Provided information →
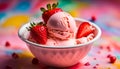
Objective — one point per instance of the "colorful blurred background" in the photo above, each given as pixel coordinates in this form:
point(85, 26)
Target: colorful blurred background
point(104, 13)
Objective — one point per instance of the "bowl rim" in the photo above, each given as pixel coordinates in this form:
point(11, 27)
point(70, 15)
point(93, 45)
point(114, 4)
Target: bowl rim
point(62, 47)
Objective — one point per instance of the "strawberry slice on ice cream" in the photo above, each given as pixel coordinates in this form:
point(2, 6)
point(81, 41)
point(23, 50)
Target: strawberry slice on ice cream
point(51, 9)
point(38, 32)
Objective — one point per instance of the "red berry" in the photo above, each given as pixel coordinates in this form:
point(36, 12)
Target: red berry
point(112, 59)
point(15, 55)
point(39, 34)
point(93, 19)
point(87, 64)
point(35, 61)
point(84, 29)
point(7, 44)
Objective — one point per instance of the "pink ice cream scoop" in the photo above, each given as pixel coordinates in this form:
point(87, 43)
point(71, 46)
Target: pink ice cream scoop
point(62, 26)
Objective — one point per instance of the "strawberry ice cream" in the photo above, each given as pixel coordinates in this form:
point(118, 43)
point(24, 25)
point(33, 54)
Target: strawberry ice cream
point(59, 28)
point(62, 26)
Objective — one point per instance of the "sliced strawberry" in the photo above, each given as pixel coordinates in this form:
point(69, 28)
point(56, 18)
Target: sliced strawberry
point(50, 11)
point(38, 33)
point(84, 29)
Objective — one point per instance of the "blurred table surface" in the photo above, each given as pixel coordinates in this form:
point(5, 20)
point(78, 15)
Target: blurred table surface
point(14, 13)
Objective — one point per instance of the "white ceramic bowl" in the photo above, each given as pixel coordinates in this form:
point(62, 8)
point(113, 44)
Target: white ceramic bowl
point(59, 56)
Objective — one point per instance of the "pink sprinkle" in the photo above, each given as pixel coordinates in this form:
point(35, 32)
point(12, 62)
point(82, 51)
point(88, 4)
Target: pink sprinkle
point(7, 44)
point(98, 52)
point(15, 55)
point(87, 64)
point(112, 59)
point(97, 64)
point(94, 58)
point(95, 67)
point(109, 55)
point(8, 67)
point(35, 61)
point(101, 47)
point(93, 18)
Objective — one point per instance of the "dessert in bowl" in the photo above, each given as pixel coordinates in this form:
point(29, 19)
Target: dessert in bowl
point(63, 41)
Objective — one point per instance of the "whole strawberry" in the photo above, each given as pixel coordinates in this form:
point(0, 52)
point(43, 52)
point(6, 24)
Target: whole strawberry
point(38, 33)
point(51, 9)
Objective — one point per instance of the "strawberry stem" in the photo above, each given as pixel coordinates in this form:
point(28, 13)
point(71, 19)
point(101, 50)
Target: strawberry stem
point(48, 6)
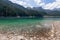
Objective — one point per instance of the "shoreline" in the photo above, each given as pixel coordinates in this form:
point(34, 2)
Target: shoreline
point(12, 35)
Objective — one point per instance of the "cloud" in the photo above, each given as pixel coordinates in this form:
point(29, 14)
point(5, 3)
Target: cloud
point(23, 3)
point(29, 3)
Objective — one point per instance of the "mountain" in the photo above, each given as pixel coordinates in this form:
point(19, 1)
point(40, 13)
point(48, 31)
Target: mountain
point(8, 9)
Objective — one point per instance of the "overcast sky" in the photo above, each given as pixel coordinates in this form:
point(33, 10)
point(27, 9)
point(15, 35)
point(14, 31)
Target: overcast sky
point(46, 4)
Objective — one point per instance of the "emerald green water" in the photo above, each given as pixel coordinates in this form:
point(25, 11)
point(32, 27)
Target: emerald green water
point(18, 23)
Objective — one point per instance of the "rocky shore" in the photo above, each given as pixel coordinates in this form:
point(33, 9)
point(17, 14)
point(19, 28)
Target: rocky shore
point(49, 31)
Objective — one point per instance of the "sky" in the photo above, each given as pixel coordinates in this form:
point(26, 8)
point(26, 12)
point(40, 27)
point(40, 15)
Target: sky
point(45, 4)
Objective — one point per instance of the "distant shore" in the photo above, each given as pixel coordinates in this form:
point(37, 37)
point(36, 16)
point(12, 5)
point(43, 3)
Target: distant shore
point(14, 36)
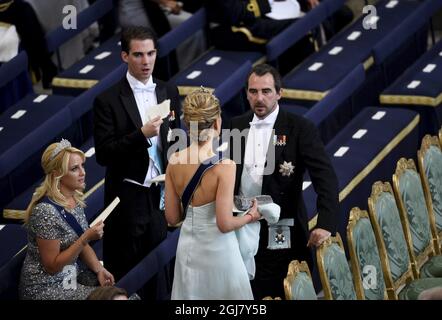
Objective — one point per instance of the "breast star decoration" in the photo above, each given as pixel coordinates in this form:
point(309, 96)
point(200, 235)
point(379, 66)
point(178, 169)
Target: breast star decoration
point(169, 135)
point(286, 168)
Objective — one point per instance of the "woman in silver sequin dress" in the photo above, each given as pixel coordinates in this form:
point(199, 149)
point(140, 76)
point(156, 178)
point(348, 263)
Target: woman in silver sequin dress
point(60, 264)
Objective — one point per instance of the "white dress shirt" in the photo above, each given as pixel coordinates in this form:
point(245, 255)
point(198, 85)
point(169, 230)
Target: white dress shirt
point(287, 9)
point(145, 97)
point(257, 145)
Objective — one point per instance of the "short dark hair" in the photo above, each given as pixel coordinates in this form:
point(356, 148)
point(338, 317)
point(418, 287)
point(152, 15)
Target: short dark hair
point(262, 69)
point(136, 33)
point(106, 293)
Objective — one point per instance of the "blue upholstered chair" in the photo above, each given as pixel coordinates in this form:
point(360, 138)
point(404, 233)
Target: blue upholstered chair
point(440, 136)
point(298, 284)
point(385, 51)
point(420, 91)
point(57, 37)
point(14, 80)
point(312, 79)
point(429, 158)
point(393, 249)
point(334, 271)
point(413, 208)
point(364, 257)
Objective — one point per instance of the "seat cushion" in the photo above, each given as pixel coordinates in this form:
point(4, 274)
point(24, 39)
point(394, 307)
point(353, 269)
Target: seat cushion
point(413, 289)
point(432, 268)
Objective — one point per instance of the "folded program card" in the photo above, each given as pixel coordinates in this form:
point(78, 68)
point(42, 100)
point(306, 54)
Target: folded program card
point(162, 110)
point(106, 212)
point(157, 179)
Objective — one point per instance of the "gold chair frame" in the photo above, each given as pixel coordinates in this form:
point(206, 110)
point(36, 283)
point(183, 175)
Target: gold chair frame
point(320, 261)
point(417, 261)
point(295, 267)
point(427, 142)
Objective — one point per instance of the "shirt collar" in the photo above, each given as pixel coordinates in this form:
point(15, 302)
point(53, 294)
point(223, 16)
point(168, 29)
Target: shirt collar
point(269, 120)
point(135, 83)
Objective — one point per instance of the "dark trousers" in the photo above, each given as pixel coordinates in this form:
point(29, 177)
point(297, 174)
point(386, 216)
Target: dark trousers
point(272, 265)
point(133, 230)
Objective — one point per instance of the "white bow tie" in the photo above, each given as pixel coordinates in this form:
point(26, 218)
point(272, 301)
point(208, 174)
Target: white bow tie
point(260, 123)
point(146, 88)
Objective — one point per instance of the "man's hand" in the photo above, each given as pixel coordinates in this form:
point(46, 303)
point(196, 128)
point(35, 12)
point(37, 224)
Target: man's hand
point(317, 237)
point(173, 6)
point(313, 3)
point(152, 128)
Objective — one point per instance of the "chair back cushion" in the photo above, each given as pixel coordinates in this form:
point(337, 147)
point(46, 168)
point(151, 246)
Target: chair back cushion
point(302, 287)
point(338, 273)
point(389, 222)
point(369, 260)
point(414, 203)
point(433, 172)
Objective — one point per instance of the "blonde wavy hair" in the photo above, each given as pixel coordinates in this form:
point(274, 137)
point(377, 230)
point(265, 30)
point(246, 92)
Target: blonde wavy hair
point(200, 108)
point(55, 167)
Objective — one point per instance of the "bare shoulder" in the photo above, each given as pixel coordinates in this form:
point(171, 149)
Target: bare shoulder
point(225, 166)
point(228, 162)
point(177, 158)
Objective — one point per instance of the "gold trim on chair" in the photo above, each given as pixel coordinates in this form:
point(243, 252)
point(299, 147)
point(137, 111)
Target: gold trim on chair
point(355, 215)
point(416, 261)
point(4, 24)
point(295, 267)
point(440, 136)
point(427, 142)
point(253, 6)
point(5, 6)
point(320, 251)
point(185, 90)
point(14, 214)
point(393, 287)
point(249, 35)
point(73, 83)
point(413, 100)
point(368, 63)
point(303, 94)
point(373, 163)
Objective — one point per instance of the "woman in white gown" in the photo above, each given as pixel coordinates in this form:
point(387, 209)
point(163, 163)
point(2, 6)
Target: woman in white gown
point(208, 261)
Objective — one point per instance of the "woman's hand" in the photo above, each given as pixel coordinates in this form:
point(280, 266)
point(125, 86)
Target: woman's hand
point(105, 278)
point(253, 211)
point(172, 5)
point(94, 233)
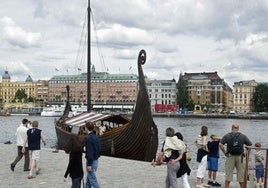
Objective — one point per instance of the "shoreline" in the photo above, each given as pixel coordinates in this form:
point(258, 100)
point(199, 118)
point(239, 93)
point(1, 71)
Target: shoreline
point(220, 116)
point(111, 173)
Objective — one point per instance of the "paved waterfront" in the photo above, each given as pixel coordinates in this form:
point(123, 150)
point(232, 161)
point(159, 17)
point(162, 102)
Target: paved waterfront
point(112, 172)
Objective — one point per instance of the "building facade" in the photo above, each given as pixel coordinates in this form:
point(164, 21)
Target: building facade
point(243, 94)
point(108, 91)
point(9, 89)
point(161, 92)
point(207, 89)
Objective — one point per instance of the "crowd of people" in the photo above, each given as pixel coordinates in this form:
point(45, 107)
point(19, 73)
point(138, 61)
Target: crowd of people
point(232, 146)
point(173, 154)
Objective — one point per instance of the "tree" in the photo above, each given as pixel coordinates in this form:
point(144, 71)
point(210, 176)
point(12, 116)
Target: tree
point(20, 95)
point(182, 93)
point(260, 98)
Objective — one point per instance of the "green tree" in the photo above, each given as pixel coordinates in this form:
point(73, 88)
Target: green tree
point(182, 93)
point(260, 98)
point(20, 95)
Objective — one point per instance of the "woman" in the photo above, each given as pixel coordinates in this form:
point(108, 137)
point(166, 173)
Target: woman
point(75, 167)
point(184, 170)
point(201, 144)
point(171, 154)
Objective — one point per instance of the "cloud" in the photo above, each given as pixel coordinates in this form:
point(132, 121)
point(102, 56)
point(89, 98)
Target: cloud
point(17, 36)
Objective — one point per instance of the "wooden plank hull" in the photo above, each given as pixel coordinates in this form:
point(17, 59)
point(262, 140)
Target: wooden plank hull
point(135, 139)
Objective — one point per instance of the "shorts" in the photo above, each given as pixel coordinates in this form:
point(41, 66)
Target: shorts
point(259, 171)
point(200, 154)
point(234, 161)
point(213, 163)
point(202, 168)
point(35, 154)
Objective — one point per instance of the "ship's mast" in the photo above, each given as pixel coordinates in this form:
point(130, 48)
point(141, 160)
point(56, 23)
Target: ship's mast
point(88, 60)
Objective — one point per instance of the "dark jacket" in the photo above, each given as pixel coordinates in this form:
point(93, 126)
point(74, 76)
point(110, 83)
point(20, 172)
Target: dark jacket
point(75, 167)
point(92, 148)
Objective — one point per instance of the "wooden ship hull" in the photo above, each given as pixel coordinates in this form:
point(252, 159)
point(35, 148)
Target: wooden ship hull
point(135, 138)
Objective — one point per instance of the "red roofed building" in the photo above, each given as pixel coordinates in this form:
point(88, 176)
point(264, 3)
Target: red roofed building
point(209, 90)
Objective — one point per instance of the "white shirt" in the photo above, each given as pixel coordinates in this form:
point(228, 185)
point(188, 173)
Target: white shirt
point(21, 134)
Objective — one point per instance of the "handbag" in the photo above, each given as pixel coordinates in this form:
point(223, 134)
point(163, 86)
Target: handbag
point(188, 157)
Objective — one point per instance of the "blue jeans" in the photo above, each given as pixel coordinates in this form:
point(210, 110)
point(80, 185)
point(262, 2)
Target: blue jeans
point(76, 182)
point(92, 181)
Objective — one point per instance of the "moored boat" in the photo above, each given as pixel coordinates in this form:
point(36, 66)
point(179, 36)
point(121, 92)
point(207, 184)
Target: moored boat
point(52, 111)
point(124, 138)
point(135, 138)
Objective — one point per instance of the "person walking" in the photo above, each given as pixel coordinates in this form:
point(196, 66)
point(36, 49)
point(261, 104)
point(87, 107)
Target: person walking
point(201, 158)
point(259, 158)
point(34, 135)
point(213, 159)
point(184, 170)
point(171, 153)
point(75, 167)
point(92, 156)
point(21, 134)
point(234, 153)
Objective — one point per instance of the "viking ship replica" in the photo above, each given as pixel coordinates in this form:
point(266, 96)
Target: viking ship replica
point(135, 138)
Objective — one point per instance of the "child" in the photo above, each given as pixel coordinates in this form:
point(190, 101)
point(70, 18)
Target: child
point(213, 157)
point(259, 164)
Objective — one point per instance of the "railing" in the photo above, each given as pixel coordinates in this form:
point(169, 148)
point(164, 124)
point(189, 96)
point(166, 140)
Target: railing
point(248, 168)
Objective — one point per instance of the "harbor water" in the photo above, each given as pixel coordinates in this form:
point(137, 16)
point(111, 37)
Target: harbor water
point(256, 130)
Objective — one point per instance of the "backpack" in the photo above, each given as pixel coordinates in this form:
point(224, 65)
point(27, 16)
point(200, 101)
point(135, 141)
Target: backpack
point(235, 147)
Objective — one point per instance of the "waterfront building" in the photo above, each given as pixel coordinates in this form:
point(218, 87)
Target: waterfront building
point(243, 94)
point(9, 89)
point(109, 91)
point(208, 90)
point(161, 92)
point(41, 94)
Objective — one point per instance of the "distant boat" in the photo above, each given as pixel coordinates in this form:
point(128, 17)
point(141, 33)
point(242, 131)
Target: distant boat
point(52, 111)
point(4, 113)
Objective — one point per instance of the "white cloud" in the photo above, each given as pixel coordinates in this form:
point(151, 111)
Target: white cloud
point(178, 36)
point(17, 36)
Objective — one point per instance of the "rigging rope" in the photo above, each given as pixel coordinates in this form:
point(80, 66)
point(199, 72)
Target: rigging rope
point(80, 61)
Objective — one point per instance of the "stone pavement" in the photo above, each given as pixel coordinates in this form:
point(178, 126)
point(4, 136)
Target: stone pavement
point(112, 172)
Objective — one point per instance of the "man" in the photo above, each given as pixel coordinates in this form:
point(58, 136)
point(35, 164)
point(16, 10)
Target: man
point(34, 135)
point(92, 156)
point(21, 135)
point(235, 153)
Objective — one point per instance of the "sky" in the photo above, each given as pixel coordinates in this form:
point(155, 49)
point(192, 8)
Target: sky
point(42, 38)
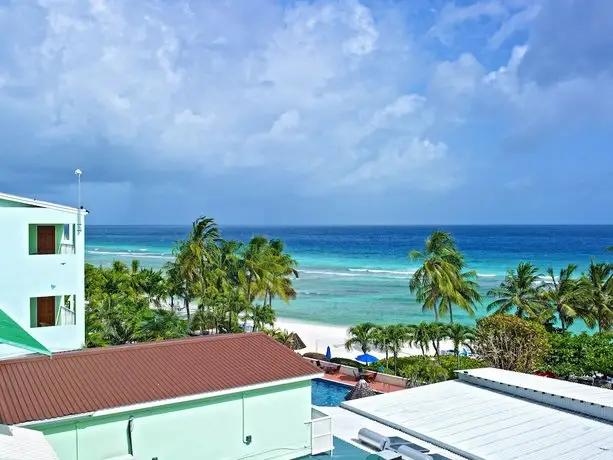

What you are asked to do → Rewrite the listing from its beginning through the line containing "point(104, 13)", with "colorful blurred background" replaced by "multicolored backdrop" and everything else unchanged. Give only those lines, without the pictures.

Solution below →
Objective — one point per instance of the "multicolored backdrop" in the photo above, each given as pixel coordinates in this form:
point(85, 26)
Target: multicolored backdrop
point(104, 13)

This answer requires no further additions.